##### Текст упражнения #####

Ну и он ушел и очень долго после этого не мог устроиться. А потом устроился в еврейский колхоз в 30 километрах от Ленинграда. Он постоянно почти там находился. Он был там главным бухгалтером. Вначале колхоз был религиозный. Там даже кошерное мясо было, был шойхет. Ну а потом, в 1930–1931 годах запретили, чтобы там был шойхет, чтобы резали кошерное мясо. Но папа остался, все равно он работал там. Потом уже стало тяжелее. Но в субботу он был выходной всегда. Это никого не касалось: когда он работает, когда он не работает. Так он там работал несколько лет. Потом колхоз стал распадаться. Мама тоже переехала обратно в Ленинград.
Я родилась в Москве, а потом случилось несчастье большое, умерла моя мама, когда мне было 8 месяцев. И после этого папа хотел куда‑нибудь уехать. Чтобы, если он женится, никто бы не мог сказать мне, что у меня не родная мать. И вот он встретил женщину очень хорошую. Которая на все сто процентов заменила мне родную маму, вырастила меня. А детей у них больше не было. Она боялась иметь еще детей, чтобы не сказали, что она к своему родному ребенку относится лучше, чем ко мне. Ну и во время блокады она умерла. Они двадцать лет прожили вместе. Мне она была двадцать лет родной матерью, хоть она меня и не родила.

##### Выдержки из данных #####

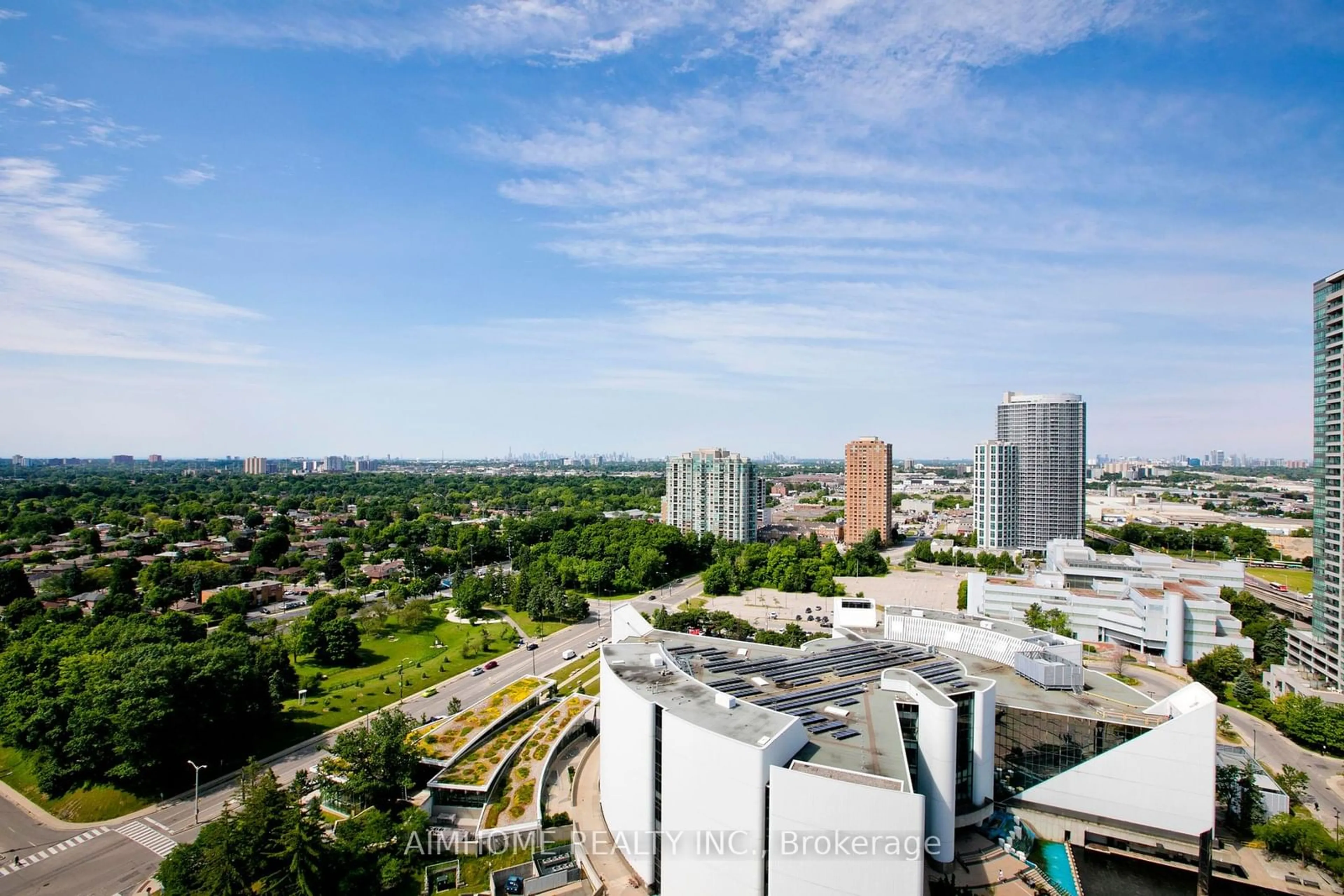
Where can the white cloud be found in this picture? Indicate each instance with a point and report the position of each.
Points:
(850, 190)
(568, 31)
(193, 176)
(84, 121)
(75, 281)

#####
##### Выдержки из данных #####

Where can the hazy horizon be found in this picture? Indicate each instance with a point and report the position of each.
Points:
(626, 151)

#####
##### Выдержки из данных #####

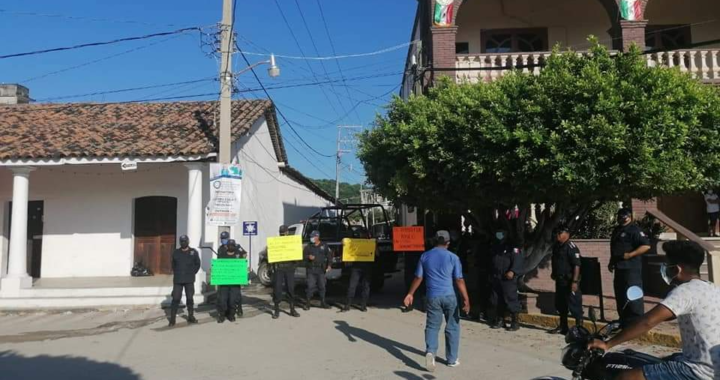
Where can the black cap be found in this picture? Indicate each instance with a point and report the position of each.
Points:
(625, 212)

#####

Задание 1
Выпишите из воспоминаний о семье все числа вместе со словами, к которым они относятся. Каждое число укажите один раз.
Задание 2
Допишите воспоминания о семье, начав сразу после их последнего предложения.

Поле ответа 1
30 километров, 1930–1931 годы, 8 месяцев, сто процентов, двадцать лет

Поле ответа 2
Она была родом из Невеля. Из хорошей еврейской хабадской семьи. Она тоже росла сиротой, у нее не было отца с пяти лет. Она тоже знала, что такое — сирота, но мать ее не вышла замуж больше никогда. И только воспитывала своих детей. У нее были сын и дочь. Он мне тоже как родной человек, самый близкий. Также и его дети. Они и сейчас мне самые близкие люди, как родные. И они мне звонят и приезжают. Они тоже живут в Израиле. Приезжают ко мне и звонят и говорят, что ты же для нас и мама. Ты же нам столько сделала хорошего, что ты нам заменила маму.
В 1920‑х годах около нас, около нашего дома на Невском, 127, была хасидская синагога. Там были очень хорошие люди. Раввин очень хороший был, Мойша Эпштейн. Когда он приехал в Ленинград в 1919 году, с женой и с ребенком маленьким, два года, моя бабушка отдала им свою квартиру, а сама стала снимать квартиру. Они с дочкой и сыном жили там, на съемной квартире.
На Невском проспекте Ленинград. 1920‑е
Хасидская синагога просуществовала до 1929 года. В 1929‑м все синагоги по районам были закрыты, все кроме одной — хоральной синагоги. Закрывали тогда не только синагоги, но закрывали и церкви все. И сажали и церковных служителей, и синагогальных. В общем, было очень тяжелое время. Торы, и книги, и иконы — все жгли на улицах. Я была свидетелем. Я один раз гуляла с домработницей, и мы видели, как сжигали все это. В начале Херсонской улицы есть небольшая площадь, где Овсянниковский садик. И туда привозили на машинах Торы и иконы и все сбрасывали в огонь. И они не давали ни книжку взять, ничего.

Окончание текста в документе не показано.